* _What is being asked_:
In the entries that follow, the line with "the red rock" opens the range and the line with "of the sunlit" closes it; repeat that range exactly, both lines included.

[Data]

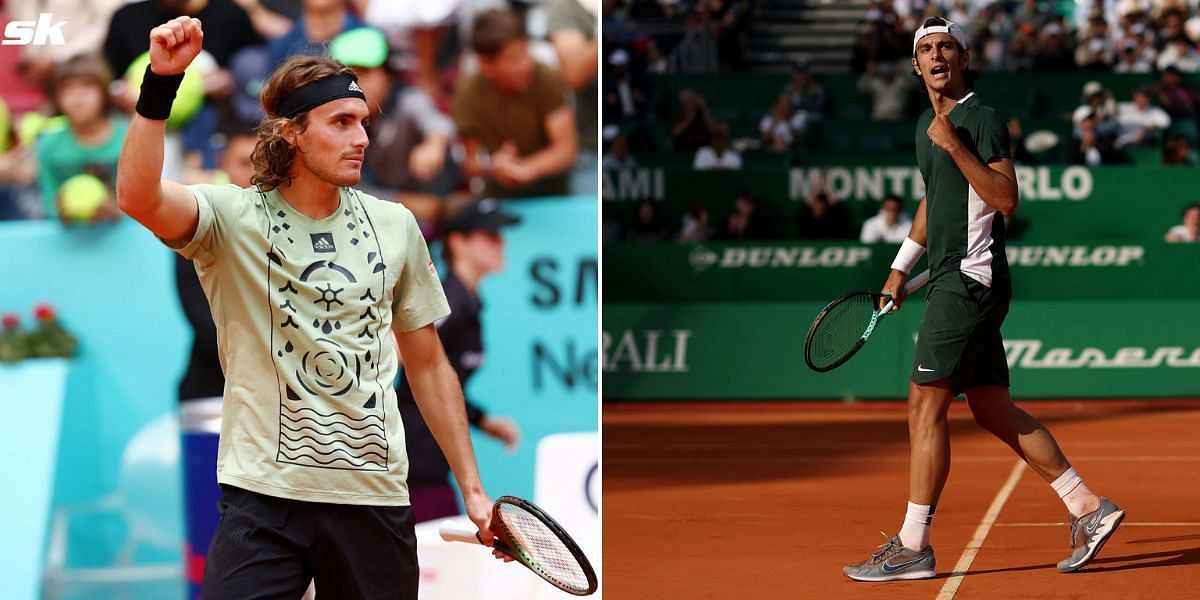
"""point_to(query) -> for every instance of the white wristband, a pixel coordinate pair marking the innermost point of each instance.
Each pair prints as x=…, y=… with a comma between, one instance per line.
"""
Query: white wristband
x=910, y=252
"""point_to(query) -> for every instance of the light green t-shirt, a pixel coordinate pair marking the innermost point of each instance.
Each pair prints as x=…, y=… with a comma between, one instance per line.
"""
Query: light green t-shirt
x=304, y=311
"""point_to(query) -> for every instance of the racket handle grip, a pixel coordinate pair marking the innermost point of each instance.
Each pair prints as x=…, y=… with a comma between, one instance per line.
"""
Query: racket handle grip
x=451, y=531
x=909, y=288
x=917, y=282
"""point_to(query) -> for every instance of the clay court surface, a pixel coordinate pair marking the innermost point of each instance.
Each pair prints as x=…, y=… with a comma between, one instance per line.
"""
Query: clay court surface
x=744, y=501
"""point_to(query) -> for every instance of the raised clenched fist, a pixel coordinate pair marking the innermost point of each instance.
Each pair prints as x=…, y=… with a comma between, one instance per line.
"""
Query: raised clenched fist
x=174, y=45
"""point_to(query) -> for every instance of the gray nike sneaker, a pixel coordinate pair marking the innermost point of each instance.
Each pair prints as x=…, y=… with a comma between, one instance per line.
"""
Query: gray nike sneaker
x=1089, y=534
x=894, y=562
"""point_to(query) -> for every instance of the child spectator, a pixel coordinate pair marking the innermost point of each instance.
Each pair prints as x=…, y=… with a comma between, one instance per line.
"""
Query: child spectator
x=516, y=109
x=1189, y=229
x=891, y=225
x=91, y=142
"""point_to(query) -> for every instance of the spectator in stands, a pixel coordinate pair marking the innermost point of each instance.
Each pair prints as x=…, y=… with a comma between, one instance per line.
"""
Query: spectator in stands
x=129, y=36
x=891, y=225
x=408, y=157
x=1181, y=54
x=647, y=227
x=888, y=90
x=625, y=96
x=1054, y=51
x=617, y=157
x=321, y=21
x=823, y=217
x=867, y=47
x=129, y=33
x=695, y=124
x=781, y=126
x=271, y=18
x=655, y=61
x=1141, y=123
x=1173, y=96
x=82, y=23
x=744, y=223
x=1189, y=229
x=610, y=226
x=718, y=155
x=1177, y=151
x=805, y=94
x=724, y=18
x=1017, y=142
x=91, y=142
x=516, y=109
x=695, y=227
x=571, y=30
x=1021, y=48
x=1095, y=49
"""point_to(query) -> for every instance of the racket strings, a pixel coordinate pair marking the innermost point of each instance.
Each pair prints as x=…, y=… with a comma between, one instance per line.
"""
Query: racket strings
x=543, y=547
x=840, y=329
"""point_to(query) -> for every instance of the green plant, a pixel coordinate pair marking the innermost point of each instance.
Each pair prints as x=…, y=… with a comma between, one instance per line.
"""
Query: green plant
x=47, y=339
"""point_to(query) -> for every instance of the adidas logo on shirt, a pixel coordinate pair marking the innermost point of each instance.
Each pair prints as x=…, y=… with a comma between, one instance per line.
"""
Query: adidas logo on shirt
x=323, y=243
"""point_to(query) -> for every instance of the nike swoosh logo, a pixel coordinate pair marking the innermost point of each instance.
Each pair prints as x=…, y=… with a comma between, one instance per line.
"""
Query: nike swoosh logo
x=889, y=568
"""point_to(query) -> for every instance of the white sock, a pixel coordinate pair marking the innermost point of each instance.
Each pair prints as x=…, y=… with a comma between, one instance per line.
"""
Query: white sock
x=1073, y=491
x=917, y=522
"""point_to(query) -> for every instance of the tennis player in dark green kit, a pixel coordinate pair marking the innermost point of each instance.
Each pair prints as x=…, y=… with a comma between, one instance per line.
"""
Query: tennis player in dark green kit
x=970, y=181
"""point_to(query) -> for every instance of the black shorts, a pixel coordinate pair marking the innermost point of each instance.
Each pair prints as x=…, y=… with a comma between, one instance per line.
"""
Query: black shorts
x=269, y=547
x=959, y=337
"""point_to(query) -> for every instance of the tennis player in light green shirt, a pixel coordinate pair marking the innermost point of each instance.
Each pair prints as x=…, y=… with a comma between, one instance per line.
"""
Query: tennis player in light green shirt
x=313, y=288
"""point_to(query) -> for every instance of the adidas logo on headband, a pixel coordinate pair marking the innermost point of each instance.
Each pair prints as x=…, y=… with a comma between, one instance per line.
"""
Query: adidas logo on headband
x=939, y=25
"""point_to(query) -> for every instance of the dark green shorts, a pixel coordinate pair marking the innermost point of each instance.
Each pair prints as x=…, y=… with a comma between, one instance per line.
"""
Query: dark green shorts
x=959, y=336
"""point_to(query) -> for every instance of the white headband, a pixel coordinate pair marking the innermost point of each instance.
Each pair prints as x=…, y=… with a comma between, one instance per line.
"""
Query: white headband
x=949, y=28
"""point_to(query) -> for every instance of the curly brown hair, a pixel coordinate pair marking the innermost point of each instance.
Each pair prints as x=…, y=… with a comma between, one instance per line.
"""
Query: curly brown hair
x=274, y=155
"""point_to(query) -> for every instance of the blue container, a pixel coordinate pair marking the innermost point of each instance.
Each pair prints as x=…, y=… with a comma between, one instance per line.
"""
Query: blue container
x=202, y=431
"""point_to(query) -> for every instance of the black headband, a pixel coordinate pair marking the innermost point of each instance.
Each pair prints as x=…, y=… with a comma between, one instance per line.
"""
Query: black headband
x=315, y=94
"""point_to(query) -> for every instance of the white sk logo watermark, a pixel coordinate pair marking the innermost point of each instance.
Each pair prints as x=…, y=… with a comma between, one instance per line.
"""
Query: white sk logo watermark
x=34, y=33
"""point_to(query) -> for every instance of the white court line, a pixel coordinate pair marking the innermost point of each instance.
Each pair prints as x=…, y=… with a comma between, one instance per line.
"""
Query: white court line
x=1180, y=523
x=701, y=460
x=989, y=519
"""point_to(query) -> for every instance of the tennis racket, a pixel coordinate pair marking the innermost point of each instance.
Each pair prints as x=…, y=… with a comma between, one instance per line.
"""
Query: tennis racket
x=844, y=325
x=529, y=535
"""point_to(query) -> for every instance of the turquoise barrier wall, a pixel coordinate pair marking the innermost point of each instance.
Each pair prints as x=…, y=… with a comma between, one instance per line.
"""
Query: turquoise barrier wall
x=113, y=288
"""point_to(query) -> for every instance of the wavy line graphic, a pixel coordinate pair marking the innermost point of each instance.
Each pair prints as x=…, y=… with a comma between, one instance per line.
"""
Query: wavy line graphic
x=369, y=463
x=361, y=457
x=334, y=414
x=303, y=437
x=300, y=419
x=327, y=433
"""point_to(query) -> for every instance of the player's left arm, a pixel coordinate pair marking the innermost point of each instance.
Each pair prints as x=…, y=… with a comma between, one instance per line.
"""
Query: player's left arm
x=995, y=181
x=439, y=397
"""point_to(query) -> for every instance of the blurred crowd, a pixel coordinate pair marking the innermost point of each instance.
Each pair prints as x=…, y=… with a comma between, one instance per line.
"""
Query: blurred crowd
x=468, y=97
x=1153, y=124
x=1122, y=36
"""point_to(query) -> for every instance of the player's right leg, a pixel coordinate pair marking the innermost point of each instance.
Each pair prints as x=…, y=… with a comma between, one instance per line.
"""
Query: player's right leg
x=909, y=556
x=1092, y=519
x=257, y=550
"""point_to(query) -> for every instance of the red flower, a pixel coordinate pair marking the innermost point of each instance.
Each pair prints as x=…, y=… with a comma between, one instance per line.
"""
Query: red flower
x=43, y=312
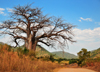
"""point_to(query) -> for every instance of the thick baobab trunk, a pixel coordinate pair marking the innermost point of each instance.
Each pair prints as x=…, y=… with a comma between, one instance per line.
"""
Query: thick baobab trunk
x=31, y=45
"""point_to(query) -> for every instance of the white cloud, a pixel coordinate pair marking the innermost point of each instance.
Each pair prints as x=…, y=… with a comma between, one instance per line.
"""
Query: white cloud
x=86, y=19
x=97, y=23
x=9, y=9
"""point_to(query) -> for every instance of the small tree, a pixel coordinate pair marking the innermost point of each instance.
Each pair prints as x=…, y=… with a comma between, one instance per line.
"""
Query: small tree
x=83, y=54
x=31, y=26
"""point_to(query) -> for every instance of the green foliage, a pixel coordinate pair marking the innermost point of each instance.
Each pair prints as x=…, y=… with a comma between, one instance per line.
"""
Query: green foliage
x=52, y=58
x=83, y=55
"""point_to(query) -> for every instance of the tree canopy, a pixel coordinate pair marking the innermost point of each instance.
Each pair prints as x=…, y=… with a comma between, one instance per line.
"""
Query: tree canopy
x=30, y=25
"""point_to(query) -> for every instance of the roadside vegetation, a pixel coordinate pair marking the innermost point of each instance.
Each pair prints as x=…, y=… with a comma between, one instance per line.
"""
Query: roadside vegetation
x=15, y=61
x=21, y=59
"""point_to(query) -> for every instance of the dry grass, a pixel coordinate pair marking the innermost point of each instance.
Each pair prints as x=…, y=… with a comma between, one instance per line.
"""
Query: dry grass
x=10, y=62
x=93, y=64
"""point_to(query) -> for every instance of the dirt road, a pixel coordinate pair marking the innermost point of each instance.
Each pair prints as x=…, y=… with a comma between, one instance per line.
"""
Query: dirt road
x=74, y=70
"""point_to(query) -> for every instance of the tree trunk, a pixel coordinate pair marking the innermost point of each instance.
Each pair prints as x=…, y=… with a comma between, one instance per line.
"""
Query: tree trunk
x=32, y=43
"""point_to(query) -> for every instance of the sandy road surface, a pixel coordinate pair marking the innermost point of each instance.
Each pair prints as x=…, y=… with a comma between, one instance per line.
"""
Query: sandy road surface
x=74, y=70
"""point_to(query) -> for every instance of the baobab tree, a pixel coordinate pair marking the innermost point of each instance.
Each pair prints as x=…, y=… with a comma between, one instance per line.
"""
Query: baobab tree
x=30, y=25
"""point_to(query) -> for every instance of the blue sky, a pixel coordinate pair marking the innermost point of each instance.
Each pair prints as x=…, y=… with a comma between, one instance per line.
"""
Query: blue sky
x=85, y=14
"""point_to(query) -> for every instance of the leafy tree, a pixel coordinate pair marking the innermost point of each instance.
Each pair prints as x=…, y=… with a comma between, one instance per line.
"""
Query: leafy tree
x=83, y=54
x=30, y=25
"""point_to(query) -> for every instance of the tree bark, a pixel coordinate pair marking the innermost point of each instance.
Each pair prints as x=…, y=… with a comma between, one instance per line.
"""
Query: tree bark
x=31, y=44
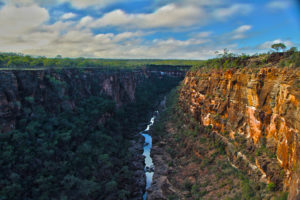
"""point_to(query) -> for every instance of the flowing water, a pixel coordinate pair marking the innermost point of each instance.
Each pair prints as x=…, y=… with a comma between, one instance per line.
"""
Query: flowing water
x=149, y=166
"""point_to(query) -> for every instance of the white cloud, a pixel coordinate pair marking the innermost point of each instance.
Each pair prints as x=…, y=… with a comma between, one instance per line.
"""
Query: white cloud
x=15, y=21
x=203, y=34
x=279, y=5
x=224, y=13
x=81, y=4
x=67, y=16
x=243, y=29
x=240, y=32
x=169, y=16
x=267, y=45
x=89, y=3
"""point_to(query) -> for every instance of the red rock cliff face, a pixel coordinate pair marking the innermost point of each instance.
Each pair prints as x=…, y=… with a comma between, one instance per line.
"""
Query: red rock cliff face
x=263, y=105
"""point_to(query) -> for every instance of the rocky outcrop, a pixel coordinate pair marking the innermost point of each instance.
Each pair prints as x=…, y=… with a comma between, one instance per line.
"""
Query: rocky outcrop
x=58, y=90
x=257, y=110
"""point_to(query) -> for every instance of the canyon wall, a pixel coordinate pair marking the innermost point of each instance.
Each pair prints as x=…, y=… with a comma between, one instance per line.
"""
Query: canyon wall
x=256, y=112
x=58, y=90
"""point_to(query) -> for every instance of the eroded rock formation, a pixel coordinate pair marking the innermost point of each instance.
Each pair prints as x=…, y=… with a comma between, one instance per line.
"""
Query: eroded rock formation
x=261, y=105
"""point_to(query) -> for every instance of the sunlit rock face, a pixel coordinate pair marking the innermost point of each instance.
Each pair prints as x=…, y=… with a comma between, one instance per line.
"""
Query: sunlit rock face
x=260, y=104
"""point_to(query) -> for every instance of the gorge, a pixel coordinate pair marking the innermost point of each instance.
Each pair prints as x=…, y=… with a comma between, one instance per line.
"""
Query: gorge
x=226, y=132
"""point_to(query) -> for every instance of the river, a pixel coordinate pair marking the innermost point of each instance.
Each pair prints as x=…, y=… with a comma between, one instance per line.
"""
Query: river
x=149, y=166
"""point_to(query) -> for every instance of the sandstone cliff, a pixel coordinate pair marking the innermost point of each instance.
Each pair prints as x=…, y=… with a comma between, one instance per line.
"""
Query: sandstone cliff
x=256, y=112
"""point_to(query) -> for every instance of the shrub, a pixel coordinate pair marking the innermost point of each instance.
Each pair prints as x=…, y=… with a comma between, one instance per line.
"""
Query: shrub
x=271, y=186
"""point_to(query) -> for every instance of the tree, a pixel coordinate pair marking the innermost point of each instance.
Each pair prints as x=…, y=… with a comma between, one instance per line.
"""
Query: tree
x=293, y=49
x=278, y=46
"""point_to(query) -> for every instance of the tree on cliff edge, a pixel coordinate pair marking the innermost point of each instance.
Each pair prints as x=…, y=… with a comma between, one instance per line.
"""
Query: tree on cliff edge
x=278, y=46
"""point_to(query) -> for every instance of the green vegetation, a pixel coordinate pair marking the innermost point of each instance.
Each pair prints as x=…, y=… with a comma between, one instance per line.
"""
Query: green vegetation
x=278, y=46
x=76, y=154
x=227, y=60
x=19, y=61
x=271, y=186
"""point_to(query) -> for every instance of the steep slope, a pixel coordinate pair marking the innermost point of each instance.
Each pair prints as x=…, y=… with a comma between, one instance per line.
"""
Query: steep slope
x=73, y=134
x=230, y=134
x=260, y=105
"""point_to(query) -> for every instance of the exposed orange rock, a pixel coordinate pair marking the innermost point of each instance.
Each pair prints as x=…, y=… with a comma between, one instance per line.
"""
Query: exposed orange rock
x=261, y=104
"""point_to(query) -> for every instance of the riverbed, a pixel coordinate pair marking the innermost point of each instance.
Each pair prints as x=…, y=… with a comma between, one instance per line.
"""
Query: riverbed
x=149, y=166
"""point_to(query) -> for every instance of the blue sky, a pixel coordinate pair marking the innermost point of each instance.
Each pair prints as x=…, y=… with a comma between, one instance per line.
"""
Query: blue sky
x=163, y=29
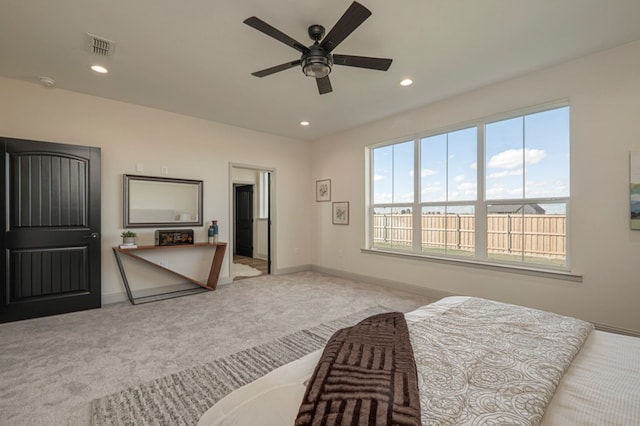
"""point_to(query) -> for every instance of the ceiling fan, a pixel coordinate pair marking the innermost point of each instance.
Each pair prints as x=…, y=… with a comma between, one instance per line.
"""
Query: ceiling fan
x=316, y=60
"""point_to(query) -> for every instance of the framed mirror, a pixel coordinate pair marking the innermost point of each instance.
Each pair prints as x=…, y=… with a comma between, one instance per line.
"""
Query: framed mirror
x=160, y=202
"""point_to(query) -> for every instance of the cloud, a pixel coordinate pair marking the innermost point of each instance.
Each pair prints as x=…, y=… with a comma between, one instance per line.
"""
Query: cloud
x=512, y=158
x=505, y=173
x=467, y=187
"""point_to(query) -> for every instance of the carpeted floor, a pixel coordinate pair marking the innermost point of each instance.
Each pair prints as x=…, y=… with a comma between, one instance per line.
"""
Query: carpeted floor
x=52, y=368
x=180, y=399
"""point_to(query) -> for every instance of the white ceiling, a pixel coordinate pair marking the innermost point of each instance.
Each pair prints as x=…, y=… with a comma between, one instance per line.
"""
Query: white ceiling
x=195, y=57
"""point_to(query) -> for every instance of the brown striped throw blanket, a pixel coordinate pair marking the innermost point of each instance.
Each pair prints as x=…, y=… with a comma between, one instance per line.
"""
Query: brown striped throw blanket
x=366, y=375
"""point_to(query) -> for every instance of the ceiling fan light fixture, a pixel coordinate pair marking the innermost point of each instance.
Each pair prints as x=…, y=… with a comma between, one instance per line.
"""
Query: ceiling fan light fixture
x=316, y=63
x=99, y=69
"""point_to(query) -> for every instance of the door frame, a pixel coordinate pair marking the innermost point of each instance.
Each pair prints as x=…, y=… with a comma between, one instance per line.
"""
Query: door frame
x=272, y=244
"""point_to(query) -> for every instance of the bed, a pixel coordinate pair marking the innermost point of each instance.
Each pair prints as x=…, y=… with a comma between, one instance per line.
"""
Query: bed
x=480, y=362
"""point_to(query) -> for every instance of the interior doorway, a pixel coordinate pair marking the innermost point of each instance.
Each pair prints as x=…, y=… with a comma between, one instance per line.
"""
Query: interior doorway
x=251, y=240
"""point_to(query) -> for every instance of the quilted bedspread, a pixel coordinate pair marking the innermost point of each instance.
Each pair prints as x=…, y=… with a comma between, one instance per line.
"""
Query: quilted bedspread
x=487, y=363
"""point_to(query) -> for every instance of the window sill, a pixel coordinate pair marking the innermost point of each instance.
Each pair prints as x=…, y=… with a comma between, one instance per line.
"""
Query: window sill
x=523, y=270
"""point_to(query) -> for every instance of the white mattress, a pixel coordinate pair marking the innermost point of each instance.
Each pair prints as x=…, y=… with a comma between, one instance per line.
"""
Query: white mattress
x=602, y=386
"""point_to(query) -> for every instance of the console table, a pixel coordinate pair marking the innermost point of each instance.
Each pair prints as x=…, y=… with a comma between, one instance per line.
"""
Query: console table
x=212, y=280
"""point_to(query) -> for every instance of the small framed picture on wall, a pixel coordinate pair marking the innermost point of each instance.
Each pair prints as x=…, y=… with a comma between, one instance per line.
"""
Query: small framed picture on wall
x=341, y=213
x=323, y=190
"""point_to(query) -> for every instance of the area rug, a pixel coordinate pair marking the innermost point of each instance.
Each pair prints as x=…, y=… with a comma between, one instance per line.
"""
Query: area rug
x=181, y=398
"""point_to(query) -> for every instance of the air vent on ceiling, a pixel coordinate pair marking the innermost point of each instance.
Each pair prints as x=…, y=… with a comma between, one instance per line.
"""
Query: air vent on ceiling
x=99, y=45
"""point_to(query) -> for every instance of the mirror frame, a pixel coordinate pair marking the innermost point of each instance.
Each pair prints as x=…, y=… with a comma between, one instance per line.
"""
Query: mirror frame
x=128, y=223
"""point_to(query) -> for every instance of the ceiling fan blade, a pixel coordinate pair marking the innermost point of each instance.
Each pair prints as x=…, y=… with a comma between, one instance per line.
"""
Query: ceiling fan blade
x=276, y=69
x=355, y=15
x=381, y=64
x=262, y=26
x=324, y=85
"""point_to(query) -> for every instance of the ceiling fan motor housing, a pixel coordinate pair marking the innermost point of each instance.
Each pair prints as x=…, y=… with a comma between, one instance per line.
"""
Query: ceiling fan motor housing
x=317, y=62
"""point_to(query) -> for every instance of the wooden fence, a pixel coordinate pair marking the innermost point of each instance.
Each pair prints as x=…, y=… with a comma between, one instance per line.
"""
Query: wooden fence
x=511, y=234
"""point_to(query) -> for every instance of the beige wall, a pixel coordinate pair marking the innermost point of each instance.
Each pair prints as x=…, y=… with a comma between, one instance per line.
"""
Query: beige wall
x=603, y=90
x=188, y=147
x=604, y=94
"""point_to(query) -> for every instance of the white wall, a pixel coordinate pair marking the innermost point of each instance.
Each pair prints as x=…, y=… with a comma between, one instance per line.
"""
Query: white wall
x=604, y=94
x=190, y=148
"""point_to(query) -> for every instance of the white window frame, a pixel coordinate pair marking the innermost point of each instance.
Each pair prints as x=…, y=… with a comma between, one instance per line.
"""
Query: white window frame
x=481, y=258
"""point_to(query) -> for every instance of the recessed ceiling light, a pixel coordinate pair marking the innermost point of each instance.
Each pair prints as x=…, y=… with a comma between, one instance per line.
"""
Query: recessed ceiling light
x=100, y=69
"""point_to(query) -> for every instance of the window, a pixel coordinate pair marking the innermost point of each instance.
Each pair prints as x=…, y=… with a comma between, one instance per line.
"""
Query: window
x=496, y=191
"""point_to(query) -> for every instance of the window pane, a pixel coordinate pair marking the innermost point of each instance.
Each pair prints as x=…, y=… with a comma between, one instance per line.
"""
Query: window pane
x=403, y=172
x=448, y=230
x=393, y=228
x=504, y=166
x=382, y=174
x=433, y=168
x=462, y=156
x=547, y=154
x=530, y=233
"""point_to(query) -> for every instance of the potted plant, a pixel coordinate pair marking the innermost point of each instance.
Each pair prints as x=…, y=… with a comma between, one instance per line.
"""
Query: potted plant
x=128, y=238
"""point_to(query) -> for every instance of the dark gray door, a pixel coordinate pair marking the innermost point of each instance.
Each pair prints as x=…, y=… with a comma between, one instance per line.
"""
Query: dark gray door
x=50, y=227
x=244, y=220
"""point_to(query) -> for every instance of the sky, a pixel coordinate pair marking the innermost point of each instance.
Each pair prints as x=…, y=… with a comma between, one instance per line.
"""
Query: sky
x=524, y=156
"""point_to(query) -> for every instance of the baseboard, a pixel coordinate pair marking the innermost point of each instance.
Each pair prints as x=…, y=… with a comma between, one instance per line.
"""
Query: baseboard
x=293, y=269
x=396, y=285
x=437, y=294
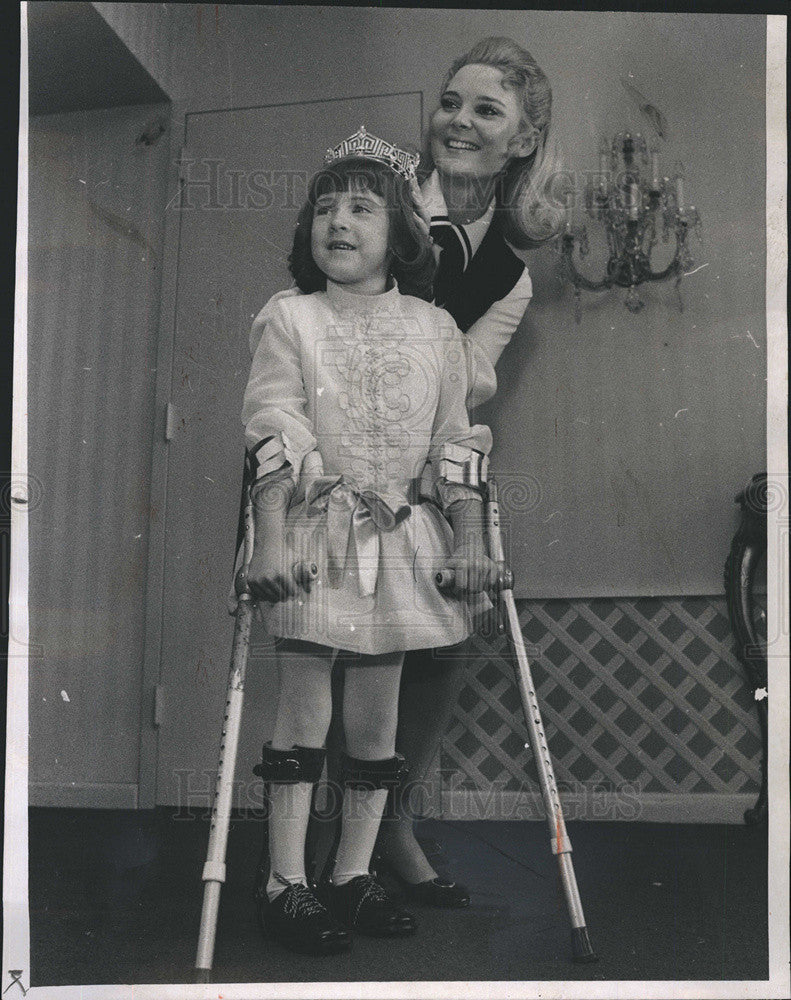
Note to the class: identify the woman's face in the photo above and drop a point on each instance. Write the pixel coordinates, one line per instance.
(478, 126)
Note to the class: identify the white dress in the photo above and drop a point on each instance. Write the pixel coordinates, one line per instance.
(377, 386)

[/Data]

* _Task result_:
"""point_to(query) -> for every instance of the red rock cliff face, a pixel coordinate pair marking the innermost point of each instance.
Each pair prints as x=…, y=… with a comma between, one instance per line.
"""
Query: red rock cliff face
x=263, y=105
"""point_to(query) -> for every instance of the rocky outcrop, a pixel coordinate pair marking the innermost point of each instance.
Each pair prints as x=…, y=… with a comma between, one instance per line.
"""
Query: rocky outcrop
x=58, y=90
x=257, y=110
"""point_to(query) -> for every instance of the canyon wall, a pixel coordinate pair marking the innermost point of each instance.
Each pair prints as x=…, y=… with a comma between, one instance per line.
"""
Query: canyon wall
x=256, y=112
x=58, y=90
"""point_to(query) -> for every instance of the eroded rock formation, a pixel coordinate pair marking the innermost point of each instance.
Each pair prints as x=…, y=… with a comma between, one instance per line.
"""
Query: eroded rock formation
x=261, y=105
"""point_to(query) -> for every instance of the sunlit rock face, a pixel coordinate pair marking the innermost point of each instance.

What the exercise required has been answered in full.